Input material Block Start
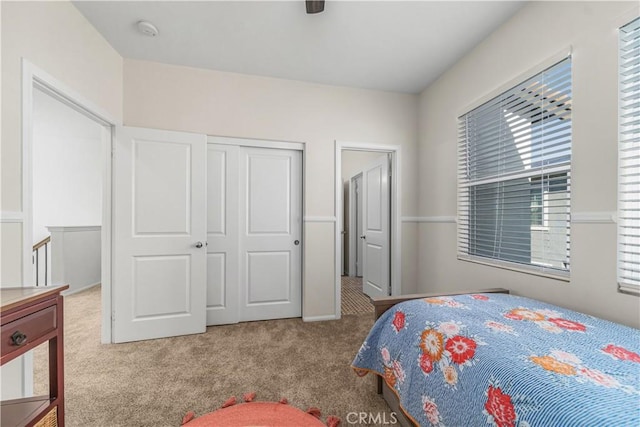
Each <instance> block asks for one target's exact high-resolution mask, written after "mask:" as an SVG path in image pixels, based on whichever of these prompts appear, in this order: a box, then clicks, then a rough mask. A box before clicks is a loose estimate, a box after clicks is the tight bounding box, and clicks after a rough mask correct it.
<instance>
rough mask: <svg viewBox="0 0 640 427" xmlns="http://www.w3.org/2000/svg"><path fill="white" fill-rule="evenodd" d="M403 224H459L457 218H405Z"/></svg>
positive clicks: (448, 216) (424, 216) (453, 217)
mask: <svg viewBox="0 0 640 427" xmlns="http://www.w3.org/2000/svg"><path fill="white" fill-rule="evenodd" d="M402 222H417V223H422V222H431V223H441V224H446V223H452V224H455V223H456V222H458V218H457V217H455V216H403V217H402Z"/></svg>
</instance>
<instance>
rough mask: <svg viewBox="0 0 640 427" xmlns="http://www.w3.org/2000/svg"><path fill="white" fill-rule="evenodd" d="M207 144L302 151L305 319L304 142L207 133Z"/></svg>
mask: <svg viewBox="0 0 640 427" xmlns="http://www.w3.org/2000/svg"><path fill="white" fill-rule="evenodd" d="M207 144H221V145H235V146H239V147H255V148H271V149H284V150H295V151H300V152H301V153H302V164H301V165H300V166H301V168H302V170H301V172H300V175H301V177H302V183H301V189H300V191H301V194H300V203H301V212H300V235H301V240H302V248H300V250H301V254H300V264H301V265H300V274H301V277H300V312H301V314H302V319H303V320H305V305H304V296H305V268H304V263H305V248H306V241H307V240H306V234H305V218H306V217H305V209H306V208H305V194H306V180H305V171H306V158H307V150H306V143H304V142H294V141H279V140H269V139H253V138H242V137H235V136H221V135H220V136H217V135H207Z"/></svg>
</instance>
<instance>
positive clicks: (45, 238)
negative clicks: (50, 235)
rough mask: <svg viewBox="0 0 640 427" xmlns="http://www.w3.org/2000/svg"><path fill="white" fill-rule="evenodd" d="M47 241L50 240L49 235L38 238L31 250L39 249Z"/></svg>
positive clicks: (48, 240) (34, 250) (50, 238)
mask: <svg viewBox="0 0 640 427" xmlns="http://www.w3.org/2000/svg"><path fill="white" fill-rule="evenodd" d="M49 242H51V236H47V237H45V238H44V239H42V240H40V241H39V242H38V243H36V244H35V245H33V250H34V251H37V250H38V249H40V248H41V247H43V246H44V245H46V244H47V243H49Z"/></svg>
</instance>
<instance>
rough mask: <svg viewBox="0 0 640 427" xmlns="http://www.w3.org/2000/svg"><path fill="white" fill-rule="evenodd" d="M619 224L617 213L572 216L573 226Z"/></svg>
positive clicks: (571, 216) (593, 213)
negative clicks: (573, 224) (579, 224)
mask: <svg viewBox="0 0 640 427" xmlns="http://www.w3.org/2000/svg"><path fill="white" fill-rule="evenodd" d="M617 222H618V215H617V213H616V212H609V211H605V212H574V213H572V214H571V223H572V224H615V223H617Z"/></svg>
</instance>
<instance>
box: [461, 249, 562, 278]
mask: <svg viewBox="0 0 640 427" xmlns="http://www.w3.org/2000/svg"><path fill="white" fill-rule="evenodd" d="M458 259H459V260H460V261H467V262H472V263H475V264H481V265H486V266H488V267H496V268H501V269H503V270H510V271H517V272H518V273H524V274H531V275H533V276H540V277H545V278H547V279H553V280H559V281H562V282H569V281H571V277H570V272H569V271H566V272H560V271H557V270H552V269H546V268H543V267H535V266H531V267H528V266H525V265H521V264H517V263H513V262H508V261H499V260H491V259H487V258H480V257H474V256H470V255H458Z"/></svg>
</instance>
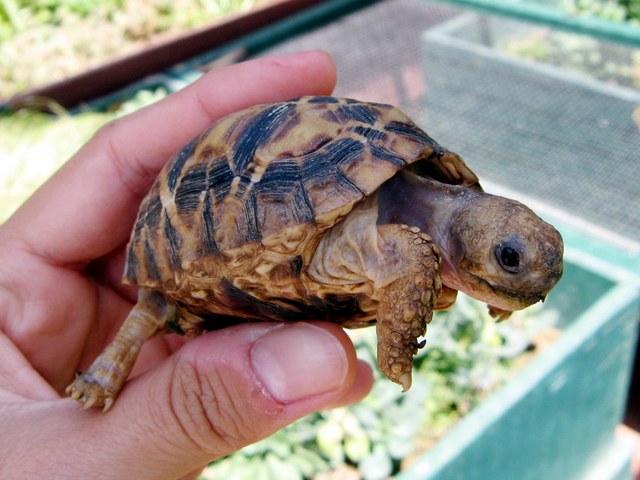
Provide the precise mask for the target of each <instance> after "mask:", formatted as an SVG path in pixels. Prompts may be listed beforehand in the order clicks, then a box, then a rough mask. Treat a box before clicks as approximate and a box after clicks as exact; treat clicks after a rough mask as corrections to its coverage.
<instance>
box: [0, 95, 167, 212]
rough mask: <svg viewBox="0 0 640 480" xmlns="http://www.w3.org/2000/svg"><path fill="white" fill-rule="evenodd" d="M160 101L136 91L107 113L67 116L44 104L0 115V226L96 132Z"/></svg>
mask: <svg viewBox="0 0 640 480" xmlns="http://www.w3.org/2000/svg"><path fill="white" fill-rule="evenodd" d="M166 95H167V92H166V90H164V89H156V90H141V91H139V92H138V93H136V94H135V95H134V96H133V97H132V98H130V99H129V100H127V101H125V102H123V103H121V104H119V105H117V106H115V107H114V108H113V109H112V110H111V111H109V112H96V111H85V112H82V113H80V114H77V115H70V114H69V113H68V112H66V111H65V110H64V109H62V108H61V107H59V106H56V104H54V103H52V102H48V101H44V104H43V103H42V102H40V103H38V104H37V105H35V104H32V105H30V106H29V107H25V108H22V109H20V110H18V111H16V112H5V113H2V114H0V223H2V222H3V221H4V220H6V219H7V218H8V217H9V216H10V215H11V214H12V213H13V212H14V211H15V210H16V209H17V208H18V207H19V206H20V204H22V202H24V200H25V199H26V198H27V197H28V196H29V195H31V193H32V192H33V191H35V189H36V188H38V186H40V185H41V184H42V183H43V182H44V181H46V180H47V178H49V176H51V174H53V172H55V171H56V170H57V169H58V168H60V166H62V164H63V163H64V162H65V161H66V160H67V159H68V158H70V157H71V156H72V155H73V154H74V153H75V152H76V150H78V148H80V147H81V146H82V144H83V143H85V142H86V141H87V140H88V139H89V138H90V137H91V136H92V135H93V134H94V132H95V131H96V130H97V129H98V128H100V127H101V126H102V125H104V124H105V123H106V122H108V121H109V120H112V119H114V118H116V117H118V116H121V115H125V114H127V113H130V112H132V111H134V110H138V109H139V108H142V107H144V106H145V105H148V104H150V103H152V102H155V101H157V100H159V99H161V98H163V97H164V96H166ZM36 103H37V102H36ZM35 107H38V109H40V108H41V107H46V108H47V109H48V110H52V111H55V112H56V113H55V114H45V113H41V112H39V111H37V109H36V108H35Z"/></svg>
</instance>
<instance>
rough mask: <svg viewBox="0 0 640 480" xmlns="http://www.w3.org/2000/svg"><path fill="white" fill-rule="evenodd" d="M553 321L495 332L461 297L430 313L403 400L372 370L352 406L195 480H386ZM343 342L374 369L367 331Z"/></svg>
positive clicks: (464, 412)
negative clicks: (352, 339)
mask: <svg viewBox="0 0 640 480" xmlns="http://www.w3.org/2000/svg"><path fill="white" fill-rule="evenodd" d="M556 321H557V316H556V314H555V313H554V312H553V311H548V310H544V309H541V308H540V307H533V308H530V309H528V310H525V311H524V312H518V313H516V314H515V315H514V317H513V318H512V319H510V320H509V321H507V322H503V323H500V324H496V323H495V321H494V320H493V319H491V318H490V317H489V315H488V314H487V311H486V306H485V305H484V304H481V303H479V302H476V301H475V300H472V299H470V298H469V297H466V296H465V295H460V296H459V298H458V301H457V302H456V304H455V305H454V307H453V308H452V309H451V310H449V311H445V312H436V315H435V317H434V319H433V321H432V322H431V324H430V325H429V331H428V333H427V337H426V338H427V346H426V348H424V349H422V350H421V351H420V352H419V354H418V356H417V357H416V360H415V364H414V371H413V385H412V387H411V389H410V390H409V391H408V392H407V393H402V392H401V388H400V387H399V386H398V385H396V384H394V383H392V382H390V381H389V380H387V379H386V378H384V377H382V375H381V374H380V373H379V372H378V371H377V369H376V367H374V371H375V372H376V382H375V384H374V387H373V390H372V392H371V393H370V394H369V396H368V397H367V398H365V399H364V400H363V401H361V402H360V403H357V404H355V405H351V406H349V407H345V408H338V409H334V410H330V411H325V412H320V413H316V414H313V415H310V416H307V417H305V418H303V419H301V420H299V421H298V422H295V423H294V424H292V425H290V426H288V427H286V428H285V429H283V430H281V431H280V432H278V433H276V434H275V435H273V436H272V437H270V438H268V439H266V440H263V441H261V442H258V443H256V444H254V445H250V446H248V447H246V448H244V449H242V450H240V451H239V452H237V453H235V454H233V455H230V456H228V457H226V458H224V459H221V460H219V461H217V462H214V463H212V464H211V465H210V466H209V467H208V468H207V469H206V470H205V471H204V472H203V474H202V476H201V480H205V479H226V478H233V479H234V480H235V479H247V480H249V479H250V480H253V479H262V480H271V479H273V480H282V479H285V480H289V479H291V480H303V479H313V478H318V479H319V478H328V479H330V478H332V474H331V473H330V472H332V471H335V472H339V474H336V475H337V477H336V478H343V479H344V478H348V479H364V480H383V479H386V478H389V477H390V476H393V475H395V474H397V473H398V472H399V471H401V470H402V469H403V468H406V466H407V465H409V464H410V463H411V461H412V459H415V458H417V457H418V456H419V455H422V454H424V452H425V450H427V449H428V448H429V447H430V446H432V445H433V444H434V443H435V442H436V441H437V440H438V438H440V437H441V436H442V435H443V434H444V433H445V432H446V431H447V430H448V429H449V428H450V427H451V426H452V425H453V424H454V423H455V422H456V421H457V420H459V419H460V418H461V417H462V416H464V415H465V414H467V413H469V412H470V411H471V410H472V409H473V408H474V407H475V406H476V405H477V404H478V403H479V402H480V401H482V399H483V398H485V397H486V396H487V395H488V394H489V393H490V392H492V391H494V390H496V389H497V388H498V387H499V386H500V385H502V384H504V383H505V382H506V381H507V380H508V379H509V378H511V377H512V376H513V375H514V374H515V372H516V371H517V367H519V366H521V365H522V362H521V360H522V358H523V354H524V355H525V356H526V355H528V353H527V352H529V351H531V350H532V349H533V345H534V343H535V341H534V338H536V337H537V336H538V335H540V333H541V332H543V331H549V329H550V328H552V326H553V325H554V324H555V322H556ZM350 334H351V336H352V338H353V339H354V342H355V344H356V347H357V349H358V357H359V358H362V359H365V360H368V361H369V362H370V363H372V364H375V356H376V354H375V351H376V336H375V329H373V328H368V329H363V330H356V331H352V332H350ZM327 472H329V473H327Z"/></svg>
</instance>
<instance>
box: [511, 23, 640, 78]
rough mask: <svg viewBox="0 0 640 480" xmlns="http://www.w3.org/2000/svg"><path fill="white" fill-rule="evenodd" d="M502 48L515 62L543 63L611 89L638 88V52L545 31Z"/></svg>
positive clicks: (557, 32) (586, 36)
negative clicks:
Input material Block End
**Problem to solve:** For the string "exact", give the number of lines in the entries that contain it, with no other words.

**Written reply:** 2